§ **TASK TO CARRY OUT**
Continue the article below on meat consumption and the natural equilibrium, starting right after its last sentence.

§ **EXTRACT PROVIDED**
Meat Consumption And The Natural Equilibrium

CSRlive World: Switching to sustainable diets will require years, if not decades, but one must start now and build awareness of the climatic disruption caused by the meat industry, shares Luca Castellanza

Image credit: recipeshubs.com

Image credit: recipeshubs.com

Leading the world consumption of beef with $30bn worth of products, America has set an unsustainable model of alimentation and exploitation of resources. World consumption statistics show a strong and worrying upward trend, with more and more people gaining economic emancipation and access to fat, tasty burgers.

For those unfamiliar with beef production, the process is highly resource-intensive, involving thousands of litres of water for a single burger. The causes for such waste are not industrialisation and inefficient mechanical processes, but the cows themselves. By breeding billions of cattle, mankind has altered the natural equilibrium of species and heavily disrupted environmental stability.

Pollution Is Not The Problem

How much does breeding a cow cost? The pitfall of this question is, if one considers only direct effects, the resulting number will be relatively low. The highest cost in breeding cattle is animal feed, which often consists of cheap soy or other grains.

Nevertheless, externalities are rarely taken into account when analysing the meat industry. Cheap soy certainly does not come down from the sky like rain! A single cow eats tonnes of feed per year, and there are more than 70 billion farm animals in the world. Further, soy cultivation is extremely water-intensive, requiring 450 litres of water for each acre of ploughed soil.

The total acres of land needed for cattle sustainment can be easily calculated. Estimating an average tonne of produce for each acre, we would need 70 thousand billion of land acres to feed the beloved cows. Since the animal population is rapidly growing and soil will get infertile, new land has to be ‘stolen’ from rainforests each year.

Finally, when considering its environmental impact, beef outweighs by far alternative products. For example, compared to the famously unsustainable palm oil, cattle ranches cause six times as much deforestation. Most importantly, cows are the main emitters of methane, and the meat industry is responsible for 53% of total greenhouse gases. Global warming and poisonous emissions depend on people’s culinary habits.

Alternative Foods

Nutritionally-wise, beef does not prove any benefits to human health. Several Eastern populations have traditionally fed on soy, rice and vegetables and benefited from an equal, if not improved, life expectancy compared to Western people.

Drawbacks of a predominantly meat-oriented diet encompass, among others, moderate chances of developing obesity, diabetes, heart-related diseases and cancer. The worrying consumption rates of 2kg per week and 1.3 kg per week in the US and Europe respectively would lead to severe environmental degradation if adopted globally by emerging countries.

§ **SOURCE INFORMATION**
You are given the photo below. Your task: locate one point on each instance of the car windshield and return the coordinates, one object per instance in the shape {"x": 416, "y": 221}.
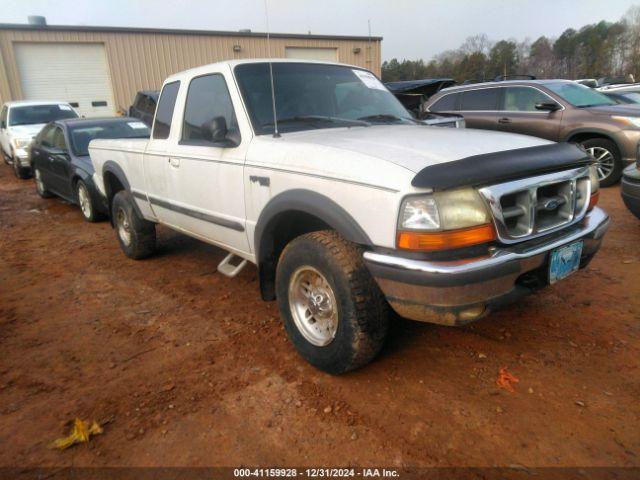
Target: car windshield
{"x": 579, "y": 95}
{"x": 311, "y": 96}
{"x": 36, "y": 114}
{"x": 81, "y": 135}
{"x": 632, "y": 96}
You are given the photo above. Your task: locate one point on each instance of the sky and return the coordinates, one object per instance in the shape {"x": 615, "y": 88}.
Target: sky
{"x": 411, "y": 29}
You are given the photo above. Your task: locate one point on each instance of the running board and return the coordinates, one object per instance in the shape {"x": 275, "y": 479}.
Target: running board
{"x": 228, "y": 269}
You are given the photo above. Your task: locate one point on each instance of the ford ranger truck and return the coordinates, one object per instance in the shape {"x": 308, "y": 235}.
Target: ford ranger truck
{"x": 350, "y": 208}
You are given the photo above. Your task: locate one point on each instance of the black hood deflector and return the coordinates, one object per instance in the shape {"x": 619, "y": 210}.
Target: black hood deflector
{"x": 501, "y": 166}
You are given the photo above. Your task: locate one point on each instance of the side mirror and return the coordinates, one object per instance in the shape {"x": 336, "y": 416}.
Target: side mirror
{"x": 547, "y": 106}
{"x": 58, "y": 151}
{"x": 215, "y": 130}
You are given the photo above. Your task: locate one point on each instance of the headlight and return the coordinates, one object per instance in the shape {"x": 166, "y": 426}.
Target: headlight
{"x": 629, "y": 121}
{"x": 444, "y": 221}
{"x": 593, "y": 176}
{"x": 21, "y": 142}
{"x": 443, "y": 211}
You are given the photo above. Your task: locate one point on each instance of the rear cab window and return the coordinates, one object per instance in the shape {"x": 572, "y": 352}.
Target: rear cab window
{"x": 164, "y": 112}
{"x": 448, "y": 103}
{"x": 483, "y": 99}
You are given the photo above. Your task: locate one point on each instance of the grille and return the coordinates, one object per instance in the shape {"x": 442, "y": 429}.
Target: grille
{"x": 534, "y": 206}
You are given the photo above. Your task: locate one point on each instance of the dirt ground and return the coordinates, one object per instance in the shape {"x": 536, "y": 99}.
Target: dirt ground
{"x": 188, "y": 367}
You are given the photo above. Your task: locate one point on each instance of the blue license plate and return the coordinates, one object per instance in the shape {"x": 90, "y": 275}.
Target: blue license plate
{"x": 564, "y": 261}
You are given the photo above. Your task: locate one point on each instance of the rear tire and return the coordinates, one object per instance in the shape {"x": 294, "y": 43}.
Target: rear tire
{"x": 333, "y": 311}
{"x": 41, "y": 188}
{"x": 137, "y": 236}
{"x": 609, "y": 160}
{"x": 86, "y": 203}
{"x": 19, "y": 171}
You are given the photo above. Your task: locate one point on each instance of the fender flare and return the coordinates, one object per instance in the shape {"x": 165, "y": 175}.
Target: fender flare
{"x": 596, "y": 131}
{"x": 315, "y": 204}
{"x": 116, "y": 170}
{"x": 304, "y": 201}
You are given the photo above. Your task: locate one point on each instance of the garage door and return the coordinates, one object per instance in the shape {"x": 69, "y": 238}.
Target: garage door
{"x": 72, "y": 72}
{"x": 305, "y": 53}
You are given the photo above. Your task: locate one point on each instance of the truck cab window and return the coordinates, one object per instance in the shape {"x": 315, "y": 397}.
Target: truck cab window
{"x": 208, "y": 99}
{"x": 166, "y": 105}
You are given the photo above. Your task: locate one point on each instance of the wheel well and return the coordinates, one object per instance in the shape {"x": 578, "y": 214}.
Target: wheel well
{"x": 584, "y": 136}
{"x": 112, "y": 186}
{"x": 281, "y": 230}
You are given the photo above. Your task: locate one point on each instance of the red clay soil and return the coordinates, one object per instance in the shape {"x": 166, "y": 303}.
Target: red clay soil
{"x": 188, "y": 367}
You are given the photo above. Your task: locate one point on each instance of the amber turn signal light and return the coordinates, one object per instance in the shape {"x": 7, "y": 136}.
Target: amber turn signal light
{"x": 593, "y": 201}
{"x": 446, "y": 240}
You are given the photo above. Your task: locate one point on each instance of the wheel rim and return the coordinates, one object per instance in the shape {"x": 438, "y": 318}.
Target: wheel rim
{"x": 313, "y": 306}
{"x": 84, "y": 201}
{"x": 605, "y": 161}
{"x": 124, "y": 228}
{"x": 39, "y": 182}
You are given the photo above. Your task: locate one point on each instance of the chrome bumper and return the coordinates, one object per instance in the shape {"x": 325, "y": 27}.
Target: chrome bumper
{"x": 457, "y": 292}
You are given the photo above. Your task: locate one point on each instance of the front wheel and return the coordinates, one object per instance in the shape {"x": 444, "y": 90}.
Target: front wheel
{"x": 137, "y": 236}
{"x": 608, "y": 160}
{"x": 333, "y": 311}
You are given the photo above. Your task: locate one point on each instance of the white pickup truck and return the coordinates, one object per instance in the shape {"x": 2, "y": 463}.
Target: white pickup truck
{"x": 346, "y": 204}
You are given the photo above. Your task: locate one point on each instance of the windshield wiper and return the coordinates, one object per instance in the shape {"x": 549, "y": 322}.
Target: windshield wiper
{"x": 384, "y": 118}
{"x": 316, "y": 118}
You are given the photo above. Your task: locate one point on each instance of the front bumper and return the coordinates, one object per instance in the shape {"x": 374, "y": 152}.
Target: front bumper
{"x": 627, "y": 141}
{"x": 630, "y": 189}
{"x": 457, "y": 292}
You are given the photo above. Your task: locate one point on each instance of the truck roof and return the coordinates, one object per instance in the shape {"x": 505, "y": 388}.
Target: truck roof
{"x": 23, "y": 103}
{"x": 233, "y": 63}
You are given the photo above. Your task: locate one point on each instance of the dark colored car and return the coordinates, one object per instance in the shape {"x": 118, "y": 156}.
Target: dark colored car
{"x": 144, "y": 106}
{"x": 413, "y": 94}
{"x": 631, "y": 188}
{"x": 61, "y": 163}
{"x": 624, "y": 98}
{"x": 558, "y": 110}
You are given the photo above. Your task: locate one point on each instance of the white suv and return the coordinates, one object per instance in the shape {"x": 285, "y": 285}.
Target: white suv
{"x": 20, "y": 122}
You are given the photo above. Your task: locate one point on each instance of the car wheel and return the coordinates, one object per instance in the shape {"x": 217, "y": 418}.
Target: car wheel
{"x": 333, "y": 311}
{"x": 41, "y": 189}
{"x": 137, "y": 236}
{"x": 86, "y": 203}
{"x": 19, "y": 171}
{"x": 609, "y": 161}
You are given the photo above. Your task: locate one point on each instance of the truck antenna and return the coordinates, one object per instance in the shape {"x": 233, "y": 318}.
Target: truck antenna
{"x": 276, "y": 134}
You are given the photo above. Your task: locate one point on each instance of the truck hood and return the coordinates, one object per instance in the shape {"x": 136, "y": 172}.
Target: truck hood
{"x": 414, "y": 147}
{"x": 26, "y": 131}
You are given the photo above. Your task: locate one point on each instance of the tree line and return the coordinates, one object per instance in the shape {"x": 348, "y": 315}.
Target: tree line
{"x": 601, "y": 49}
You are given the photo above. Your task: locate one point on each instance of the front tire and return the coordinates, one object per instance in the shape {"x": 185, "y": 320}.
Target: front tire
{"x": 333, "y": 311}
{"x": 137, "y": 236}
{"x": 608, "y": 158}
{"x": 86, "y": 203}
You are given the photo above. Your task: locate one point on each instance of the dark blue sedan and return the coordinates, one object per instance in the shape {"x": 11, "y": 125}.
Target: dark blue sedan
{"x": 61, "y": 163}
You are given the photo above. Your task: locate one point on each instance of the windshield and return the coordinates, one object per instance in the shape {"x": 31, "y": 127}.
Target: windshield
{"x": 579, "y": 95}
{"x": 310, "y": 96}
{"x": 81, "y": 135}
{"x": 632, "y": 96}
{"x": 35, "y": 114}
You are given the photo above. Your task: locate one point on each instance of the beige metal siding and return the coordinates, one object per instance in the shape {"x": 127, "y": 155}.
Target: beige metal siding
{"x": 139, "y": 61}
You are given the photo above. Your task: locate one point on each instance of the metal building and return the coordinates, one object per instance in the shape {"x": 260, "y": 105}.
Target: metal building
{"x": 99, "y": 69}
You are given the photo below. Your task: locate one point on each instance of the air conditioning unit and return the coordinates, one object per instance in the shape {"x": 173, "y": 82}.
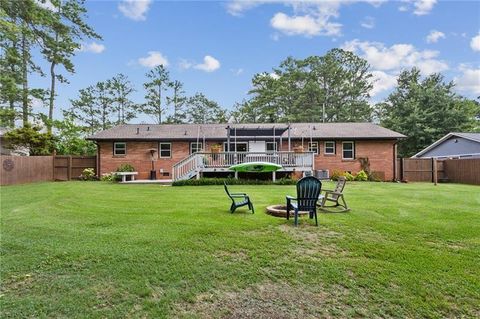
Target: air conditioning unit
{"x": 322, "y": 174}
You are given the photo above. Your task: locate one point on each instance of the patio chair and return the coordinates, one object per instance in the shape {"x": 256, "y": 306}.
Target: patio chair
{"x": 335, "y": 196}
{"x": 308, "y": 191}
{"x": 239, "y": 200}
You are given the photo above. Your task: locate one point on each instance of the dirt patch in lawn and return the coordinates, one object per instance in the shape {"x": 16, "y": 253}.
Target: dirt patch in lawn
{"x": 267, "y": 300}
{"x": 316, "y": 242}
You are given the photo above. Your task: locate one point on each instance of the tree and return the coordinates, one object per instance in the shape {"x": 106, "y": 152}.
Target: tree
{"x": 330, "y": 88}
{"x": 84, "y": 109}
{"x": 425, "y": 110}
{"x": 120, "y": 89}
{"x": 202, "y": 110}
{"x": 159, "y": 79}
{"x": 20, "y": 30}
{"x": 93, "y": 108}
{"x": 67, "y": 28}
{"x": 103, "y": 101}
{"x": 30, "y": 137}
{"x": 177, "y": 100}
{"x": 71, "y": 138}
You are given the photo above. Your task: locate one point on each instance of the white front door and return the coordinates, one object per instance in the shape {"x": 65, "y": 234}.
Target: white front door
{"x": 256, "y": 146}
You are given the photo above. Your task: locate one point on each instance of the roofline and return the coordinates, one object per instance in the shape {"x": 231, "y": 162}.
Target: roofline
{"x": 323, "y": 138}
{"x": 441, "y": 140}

§ **ANSWER SPACE**
What Does It Take?

Global reports on the beef trade show an alarming trend: since 2010, imports of beef in China have more than doubled. Yet, if methane emissions continue with the current rate, the threshold of greenhouse gases will be soon exceeded and global warming will become exponential and unstoppable. The only way for human salvation might be switching to balanced diets and convert pastures back to forests or cultivated land.

Vegetarian diets could provide food with one-sixth of the land needed for carnivore diets. We currently dispose of sufficient plants to feed the global population, yet we nourish animals rather than humans. Can the world go vegan? Probably not, or not in the immediate term. Nonetheless, the world cannot stay carnivore in the long term. Switching to sustainable diets will require years, if not decades, but one must start now and build awareness of the climatic disruption.

What would happen if the cost of externalities was included in the final price of burgers?

In other words, since the cost of cattle-related waste, pollution and deforestation are not borne by the farmers, they are not accountable for in the supply chain. Hidden from the eyesight of unaware customers, externalities translate into higher sanitary costs, natural disasters and consequences on a global scale. Would you pay $30 for your next menu? Would you rather buy a veggie burger? Or simply wait until it’s too late?

Originally published on The Market Mogul

Luca Castellanza is a postgraduate student at IIM Ahmedabad and journalist at The Market Mogul. After some years in startup advisory and consulting, his keen interest for sustainability issues, clean technologies and impact of business on society have brought him to write thought-provoking articles about the challenges faced by our world.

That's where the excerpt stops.